═════ Recorded information ═════

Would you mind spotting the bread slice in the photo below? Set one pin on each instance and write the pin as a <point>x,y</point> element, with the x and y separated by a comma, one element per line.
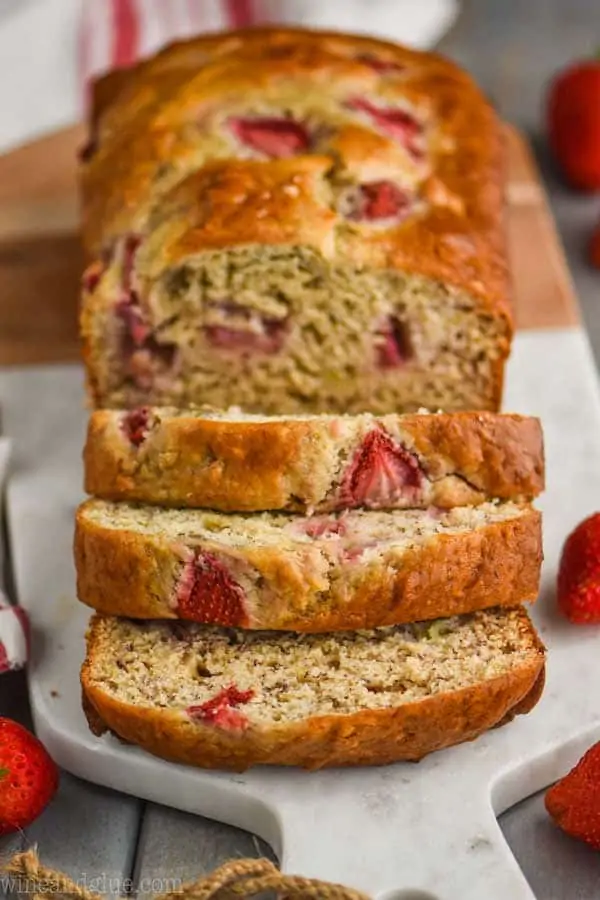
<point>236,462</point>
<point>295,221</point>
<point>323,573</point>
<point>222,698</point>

═════
═════ Recorded information ═════

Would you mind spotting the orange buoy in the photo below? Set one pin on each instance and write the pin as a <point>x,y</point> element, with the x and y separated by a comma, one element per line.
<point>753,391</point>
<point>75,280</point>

═════

### Short exercise
Rewrite the part that opens with the line containing "Would you mind spotting the bread" and closes with the line containing "<point>222,698</point>", changing "bread slice" to "slice of bread" and leaving everything else as it is. Omit the pictures from your answer.

### Answer in full
Would you mind spotting the slice of bread in the photo below? Set one pin on each instance and write the pin as a <point>x,y</point> element, with the x and y separated by a comma, one element per line.
<point>236,462</point>
<point>295,221</point>
<point>323,573</point>
<point>222,698</point>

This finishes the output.